[The records — start]

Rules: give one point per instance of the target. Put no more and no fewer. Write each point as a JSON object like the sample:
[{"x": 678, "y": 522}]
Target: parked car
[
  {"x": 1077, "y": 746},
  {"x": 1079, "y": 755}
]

[The records — finish]

■ **Assigned task**
Copy every record above exactly as it appears.

■ **Problem solution**
Rules: give one point per instance of the target. Put no more and no fewer. Write each point as a JSON object like the sample:
[{"x": 678, "y": 522}]
Target: parked car
[
  {"x": 1077, "y": 746},
  {"x": 1079, "y": 755}
]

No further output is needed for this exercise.